• [EXTRACTED RECORDS]:
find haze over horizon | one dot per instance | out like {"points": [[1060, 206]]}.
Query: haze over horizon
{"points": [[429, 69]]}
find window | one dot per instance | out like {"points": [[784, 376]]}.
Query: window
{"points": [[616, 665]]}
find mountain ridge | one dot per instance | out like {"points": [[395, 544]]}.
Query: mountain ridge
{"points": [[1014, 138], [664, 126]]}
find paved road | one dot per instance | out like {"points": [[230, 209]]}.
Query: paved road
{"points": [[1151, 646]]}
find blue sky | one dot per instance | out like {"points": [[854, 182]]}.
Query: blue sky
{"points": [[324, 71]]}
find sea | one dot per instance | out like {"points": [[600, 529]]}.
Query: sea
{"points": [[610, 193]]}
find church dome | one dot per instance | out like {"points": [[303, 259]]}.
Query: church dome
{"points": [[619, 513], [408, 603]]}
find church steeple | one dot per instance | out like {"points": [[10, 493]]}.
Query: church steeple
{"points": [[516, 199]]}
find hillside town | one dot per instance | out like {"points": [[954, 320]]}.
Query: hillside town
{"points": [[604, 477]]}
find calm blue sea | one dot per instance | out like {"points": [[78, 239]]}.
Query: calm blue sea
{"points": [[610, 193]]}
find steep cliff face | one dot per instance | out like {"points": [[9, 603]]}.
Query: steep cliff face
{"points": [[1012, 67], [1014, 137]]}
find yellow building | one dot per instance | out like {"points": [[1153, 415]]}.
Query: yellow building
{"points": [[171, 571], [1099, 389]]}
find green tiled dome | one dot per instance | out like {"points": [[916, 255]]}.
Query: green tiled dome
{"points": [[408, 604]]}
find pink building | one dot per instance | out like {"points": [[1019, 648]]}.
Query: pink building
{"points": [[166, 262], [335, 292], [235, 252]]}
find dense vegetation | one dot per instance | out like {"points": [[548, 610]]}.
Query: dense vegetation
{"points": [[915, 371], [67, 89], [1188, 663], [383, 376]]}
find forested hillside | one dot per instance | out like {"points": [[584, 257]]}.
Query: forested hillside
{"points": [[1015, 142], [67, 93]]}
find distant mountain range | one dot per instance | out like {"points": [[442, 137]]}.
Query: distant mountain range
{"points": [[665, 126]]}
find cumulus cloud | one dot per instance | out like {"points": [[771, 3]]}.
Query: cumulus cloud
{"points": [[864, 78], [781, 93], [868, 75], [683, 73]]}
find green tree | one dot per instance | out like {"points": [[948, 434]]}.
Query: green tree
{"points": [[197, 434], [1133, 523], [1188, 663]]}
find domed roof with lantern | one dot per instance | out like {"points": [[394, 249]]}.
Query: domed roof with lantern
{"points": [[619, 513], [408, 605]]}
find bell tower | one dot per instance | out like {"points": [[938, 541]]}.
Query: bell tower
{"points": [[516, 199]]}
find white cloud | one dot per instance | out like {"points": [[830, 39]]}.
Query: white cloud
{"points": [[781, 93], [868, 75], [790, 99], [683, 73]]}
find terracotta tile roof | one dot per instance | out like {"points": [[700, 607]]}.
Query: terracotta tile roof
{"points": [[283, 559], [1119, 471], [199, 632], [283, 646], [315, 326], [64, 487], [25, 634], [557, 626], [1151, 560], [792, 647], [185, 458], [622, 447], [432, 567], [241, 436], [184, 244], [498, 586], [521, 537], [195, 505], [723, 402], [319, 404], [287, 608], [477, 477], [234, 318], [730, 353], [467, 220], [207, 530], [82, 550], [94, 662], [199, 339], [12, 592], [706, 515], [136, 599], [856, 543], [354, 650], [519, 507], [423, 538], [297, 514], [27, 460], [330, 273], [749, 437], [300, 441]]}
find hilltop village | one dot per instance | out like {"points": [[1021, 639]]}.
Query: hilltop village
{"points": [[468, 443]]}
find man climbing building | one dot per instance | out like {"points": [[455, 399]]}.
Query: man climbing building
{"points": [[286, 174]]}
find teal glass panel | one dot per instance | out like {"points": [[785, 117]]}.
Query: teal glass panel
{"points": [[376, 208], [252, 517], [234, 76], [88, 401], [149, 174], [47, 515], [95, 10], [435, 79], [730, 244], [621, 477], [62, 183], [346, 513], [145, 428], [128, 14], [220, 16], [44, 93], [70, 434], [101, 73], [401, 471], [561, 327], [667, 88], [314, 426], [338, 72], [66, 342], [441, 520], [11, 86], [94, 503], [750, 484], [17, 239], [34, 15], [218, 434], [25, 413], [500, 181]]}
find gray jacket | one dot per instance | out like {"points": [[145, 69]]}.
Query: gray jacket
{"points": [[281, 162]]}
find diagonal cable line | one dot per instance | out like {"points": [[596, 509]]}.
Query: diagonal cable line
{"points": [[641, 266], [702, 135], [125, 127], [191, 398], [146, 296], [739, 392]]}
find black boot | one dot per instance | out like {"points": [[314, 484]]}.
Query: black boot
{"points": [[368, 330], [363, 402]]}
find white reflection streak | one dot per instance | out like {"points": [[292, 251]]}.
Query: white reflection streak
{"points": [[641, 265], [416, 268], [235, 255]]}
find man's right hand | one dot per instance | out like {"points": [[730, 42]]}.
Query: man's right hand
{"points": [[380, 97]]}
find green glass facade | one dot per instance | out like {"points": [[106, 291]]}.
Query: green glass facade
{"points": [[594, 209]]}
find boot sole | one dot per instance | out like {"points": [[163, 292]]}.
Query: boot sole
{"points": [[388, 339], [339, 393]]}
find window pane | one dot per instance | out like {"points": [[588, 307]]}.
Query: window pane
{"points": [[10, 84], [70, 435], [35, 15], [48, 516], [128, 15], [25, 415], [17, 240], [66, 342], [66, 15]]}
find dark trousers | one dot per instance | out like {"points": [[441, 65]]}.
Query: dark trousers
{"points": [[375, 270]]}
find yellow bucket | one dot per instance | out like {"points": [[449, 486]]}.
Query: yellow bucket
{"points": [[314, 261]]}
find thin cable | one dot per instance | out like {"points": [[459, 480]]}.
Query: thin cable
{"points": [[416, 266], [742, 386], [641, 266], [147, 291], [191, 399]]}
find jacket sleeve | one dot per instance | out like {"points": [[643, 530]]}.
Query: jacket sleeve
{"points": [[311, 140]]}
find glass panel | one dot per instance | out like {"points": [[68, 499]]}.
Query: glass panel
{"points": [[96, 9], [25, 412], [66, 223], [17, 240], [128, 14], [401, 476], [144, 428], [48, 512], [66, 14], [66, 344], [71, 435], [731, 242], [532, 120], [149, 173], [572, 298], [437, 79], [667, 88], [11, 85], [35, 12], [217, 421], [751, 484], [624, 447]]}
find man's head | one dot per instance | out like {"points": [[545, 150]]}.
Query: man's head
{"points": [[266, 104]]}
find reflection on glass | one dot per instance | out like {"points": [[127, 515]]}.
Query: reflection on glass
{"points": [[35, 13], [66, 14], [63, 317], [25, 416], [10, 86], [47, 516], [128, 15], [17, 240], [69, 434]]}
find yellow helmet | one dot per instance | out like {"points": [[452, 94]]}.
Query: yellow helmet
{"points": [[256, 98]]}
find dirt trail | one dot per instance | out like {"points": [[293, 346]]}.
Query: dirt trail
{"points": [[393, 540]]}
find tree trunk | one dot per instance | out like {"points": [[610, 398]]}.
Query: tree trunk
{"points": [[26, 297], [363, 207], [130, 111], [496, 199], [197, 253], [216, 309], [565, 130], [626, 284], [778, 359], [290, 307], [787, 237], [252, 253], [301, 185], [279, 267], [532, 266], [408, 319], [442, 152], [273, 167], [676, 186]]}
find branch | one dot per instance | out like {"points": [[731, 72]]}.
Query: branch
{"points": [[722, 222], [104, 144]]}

• [EXERCISE PROMPT]: Repeat every record, keeping each word and mark exactly as it is.

• [OUTPUT OF THE TASK]:
find haze over horizon | one dot per instance | out like {"points": [[1060, 206]]}.
Query: haze over horizon
{"points": [[429, 69]]}
find window | one dot per instance | out like {"points": [[784, 376]]}.
Query: window
{"points": [[616, 665]]}
find mountain ridge | one dot per instance | out like {"points": [[395, 544]]}.
Query: mountain ridge
{"points": [[1014, 138], [664, 126]]}
find paved road | one dot per instance | out like {"points": [[230, 209]]}.
Query: paved road
{"points": [[1151, 646]]}
find blue sky | one dot per instance | out like {"points": [[854, 182]]}.
Query: blue sky
{"points": [[324, 71]]}
find sea | one dot per instance | out like {"points": [[600, 529]]}.
Query: sea
{"points": [[610, 193]]}
find church dome | one dot per instance | out like {"points": [[303, 259]]}.
Query: church dome
{"points": [[619, 513], [408, 603]]}
find church steeple | one dot per instance | out like {"points": [[10, 493]]}.
Query: church steeple
{"points": [[516, 199]]}
find hillside town | one dot per instance | out like {"points": [[954, 320]]}.
Query: hillside town
{"points": [[604, 477]]}
find calm blue sea | one dot per instance | out like {"points": [[78, 239]]}.
Query: calm blue sea
{"points": [[610, 193]]}
find steep cliff face | one dot per instance | out like {"points": [[9, 603]]}.
Query: steep cliff face
{"points": [[1012, 67], [1014, 137]]}
find yellow building | one dot per instance | out like {"points": [[1153, 415]]}.
Query: yellow building
{"points": [[171, 571], [1099, 389]]}
find green tiled dome | one dot per instance | out like {"points": [[916, 255]]}.
Query: green tiled dome
{"points": [[408, 604]]}
find pink building | one dot per instance | out like {"points": [[1019, 648]]}.
Query: pink building
{"points": [[166, 262], [335, 292], [235, 252]]}
find dense vegetation | one dot per instance | out like {"points": [[548, 610]]}.
Query: dense vegetation
{"points": [[915, 371], [67, 89], [1188, 663], [383, 376]]}
find forested hillside | one dot per instance | out like {"points": [[584, 257]]}.
Query: forested hillside
{"points": [[1015, 142], [67, 93]]}
find distant mountain range | one dot per instance | out like {"points": [[442, 137]]}.
Query: distant mountain range
{"points": [[665, 126]]}
find cumulus cloud | one dot per instance | out like {"points": [[771, 3]]}.
Query: cumulus cloud
{"points": [[864, 78], [781, 93], [868, 75], [683, 73]]}
find green tree | one dot per instance | out like {"points": [[948, 434]]}.
Query: green tree
{"points": [[197, 434], [1133, 523], [1188, 663]]}
find domed roof with lantern | one dot per instance | out like {"points": [[394, 249]]}.
Query: domed roof with lantern
{"points": [[619, 513], [408, 605]]}
find bell tower | one dot per instance | out like {"points": [[938, 541]]}.
Query: bell tower
{"points": [[516, 199]]}
find white cloud | one dot per instance | out like {"points": [[830, 39]]}.
Query: white cloud
{"points": [[781, 93], [868, 75], [790, 99], [683, 73]]}
find terracotta tile roof | one dot per instance | out like {"points": [[700, 607]]}.
Query: terracotta tile roof
{"points": [[283, 559], [1119, 471], [199, 632], [283, 646], [315, 326], [64, 487], [25, 634], [557, 626], [1151, 560], [792, 647], [185, 458], [622, 447], [432, 567], [241, 436], [184, 244], [498, 586], [521, 537], [195, 505], [723, 402], [319, 404], [287, 608], [477, 477], [234, 318], [730, 353], [467, 220], [207, 530], [82, 550], [94, 662], [199, 339], [12, 592], [706, 515], [136, 599], [856, 543], [354, 650], [519, 507], [423, 538], [297, 514], [27, 460], [330, 273], [749, 437], [300, 441]]}
find hilltop village | one dot per instance | out like {"points": [[1021, 639]]}.
Query: hilltop village
{"points": [[468, 443]]}
find man climbing building | one dot per instance | out like {"points": [[455, 399]]}.
Query: man climbing building
{"points": [[286, 174]]}
find teal glass panel | one dot per instance | out like {"points": [[785, 117]]}.
Query: teal glass panel
{"points": [[376, 208], [252, 517], [234, 76], [88, 401], [149, 174], [47, 515], [95, 10], [435, 79], [730, 244], [621, 477], [62, 183], [346, 513], [145, 428], [128, 14], [220, 16], [44, 93], [70, 434], [101, 73], [401, 471], [561, 327], [667, 88], [314, 426], [338, 72], [66, 342], [441, 520], [11, 86], [94, 503], [750, 484], [17, 239], [34, 15], [218, 434], [25, 413], [500, 181]]}
find gray jacket | one dot per instance | out like {"points": [[145, 69]]}.
Query: gray jacket
{"points": [[281, 162]]}
find diagonal cable line | one dot per instance | out like {"points": [[596, 509]]}.
Query: diagonal cable line
{"points": [[641, 266], [702, 135], [125, 127], [191, 398], [146, 296], [739, 392]]}
find black boot | one dot per instance | out like {"points": [[314, 484]]}.
Query: black boot
{"points": [[368, 330], [363, 402]]}
find white reflection streak | one dot per instance | out like {"points": [[292, 251]]}.
Query: white reflection streak
{"points": [[641, 265], [416, 268], [235, 255]]}
find man's right hand | one dot per instance | out like {"points": [[730, 42]]}.
Query: man's right hand
{"points": [[380, 97]]}
find green glass facade | one dot per instance | out like {"points": [[106, 291]]}.
Query: green glass facade
{"points": [[594, 209]]}
find boot sole | one dot per instance | out like {"points": [[163, 292]]}.
Query: boot sole
{"points": [[388, 339], [339, 393]]}
find window pane | one dot per instance | out like {"points": [[588, 307]]}.
Query: window pane
{"points": [[10, 84], [70, 435], [35, 15], [48, 516], [128, 15], [25, 415], [17, 240], [66, 342], [66, 15]]}
find dark trousers | one dot per instance | out like {"points": [[441, 65]]}.
Query: dark trousers
{"points": [[375, 270]]}
find yellow bucket | one dot per instance | out like {"points": [[449, 486]]}.
Query: yellow bucket
{"points": [[314, 261]]}
find thin cable | one dot per instance | out like {"points": [[459, 480]]}.
Query: thin cable
{"points": [[416, 266], [742, 386], [641, 266], [147, 291], [191, 399]]}
find jacket sleeve | one dot per instance | out like {"points": [[643, 530]]}.
Query: jacket sleeve
{"points": [[311, 140]]}
find glass panel | one dot per instance | out like {"points": [[68, 499]]}.
Query: glass panel
{"points": [[96, 9], [25, 412], [66, 223], [17, 240], [128, 14], [401, 476], [144, 428], [48, 512], [66, 14], [66, 344], [71, 435], [731, 242], [532, 120], [149, 173], [572, 298], [437, 79], [667, 88], [11, 85], [35, 12], [217, 421], [751, 484], [624, 447]]}
find man's head | one dot per instance | out like {"points": [[545, 150]]}.
Query: man's head
{"points": [[266, 104]]}
find reflection on glass | one dot per instance | out like {"points": [[127, 515]]}.
Query: reflection on glass
{"points": [[35, 13], [66, 14], [63, 317], [25, 416], [10, 86], [47, 516], [128, 15], [17, 240], [69, 434]]}
find yellow helmet | one dot per instance | out like {"points": [[452, 94]]}.
Query: yellow helmet
{"points": [[256, 98]]}
find dirt trail | one dot per instance | out like {"points": [[293, 346]]}.
Query: dirt trail
{"points": [[393, 540]]}
find tree trunk | one dot per instance | out like {"points": [[610, 398]]}.
Query: tree trunk
{"points": [[26, 297], [363, 207], [130, 111], [496, 199], [197, 253], [216, 309], [565, 130], [626, 284], [778, 359], [290, 307], [787, 237], [252, 253], [301, 185], [279, 267], [532, 266], [408, 319], [442, 152], [273, 167], [676, 186]]}
find branch | one dot per instance | out like {"points": [[731, 72]]}.
Query: branch
{"points": [[722, 222], [104, 144]]}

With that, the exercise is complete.